PROBLEM: Translate this sentence from the passage on Wilberforce and the campaign against the slave trade into Spanish: "In 1784 Wilberforce became converted to Evangelical Christianity."

EXCERPT TO READ:

The historian, Ellen Gibson Wilson, has pointed out: "Wilberforce was little over five feet tall, a frail and elfin figure who in his later years weighed well under 100 pounds. His charm was legendary, his conversation delightful, his oratory impressive. He dressed in the colourful finery of the day and adorned any salon with his amiable manner. Yet his object in life - no less than the transformation of a corrupt society through serious religion - was solemn... Wilberforce, although he rejected a party label, was deeply conservative and a loyal supporter of the government led by his friend William Pitt."
In 1784 Wilberforce became converted to Evangelical Christianity. He joined the Clapham Set, a group of evangelical members of the Anglican Church, centered around Henry Venn, rector of Clapham Church in London. As a result of this conversion, Wilberforce became interested in the subject of social reform. Other members included Hannah More, Granville Sharp, Henry Thornton, Zachary Macaulay, James Stephen, Edward James Eliot, Thomas Gisbourne, John Shore and Charles Grant.
In June 1786 Thomas Clarkson published Essay on the Slavery and Commerce of the Human Species, Particularly the African. As Ellen Gibson Wilson has pointed out: "A substantial book (256 pages), it traced the history of slavery to its decline in Europe and arrival in Africa, made a powerful indictment of the slave system as it operated in the West Indian colonies and attacked the slave trade supporting it. In reading it, one is struck by its raw emotion as much as by its strong reasoning." William Smith argued that the book was a turning-point for the slave trade abolition movement and made the case "unanswerably, and I should have thought, irresistibly".
In 1787 Thomas Clarkson, William Dillwyn and Granville Sharp formed the Society for the Abolition of the Slave Trade. Although Sharp and Clarkson were both Anglicans, nine out of the twelve members on the committee, were Quakers. This included John Barton (1755-1789); George Harrison (1747-1827); Samuel Hoare Jr. (1751-1825); Joseph Hooper (1732-1789); John Lloyd (1750-1811); Joseph Woods (1738-1812); James Phillips (1745-1799) and Richard Phillips (1756-1836). Influential figures such as Charles Fox, John Wesley, Josiah Wedgwood, James Ramsay, and William Smith gave their support to the campaign. Clarkson was appointed secretary, Sharp as chairman and Hoare as treasurer.

RECORDED INFORMATION:
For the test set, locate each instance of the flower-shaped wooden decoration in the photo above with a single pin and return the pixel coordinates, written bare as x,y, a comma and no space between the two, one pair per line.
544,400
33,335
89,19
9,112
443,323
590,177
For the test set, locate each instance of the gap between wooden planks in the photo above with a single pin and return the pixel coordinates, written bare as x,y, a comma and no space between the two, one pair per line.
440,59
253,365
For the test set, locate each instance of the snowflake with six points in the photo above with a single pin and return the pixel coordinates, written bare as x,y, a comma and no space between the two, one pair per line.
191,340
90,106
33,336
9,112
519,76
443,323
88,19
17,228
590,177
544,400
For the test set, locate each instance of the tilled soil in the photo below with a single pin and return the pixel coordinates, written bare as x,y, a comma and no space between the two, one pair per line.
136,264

THE SOLUTION: En 1784, Wilberforce se convirtió al cristianismo evangélico.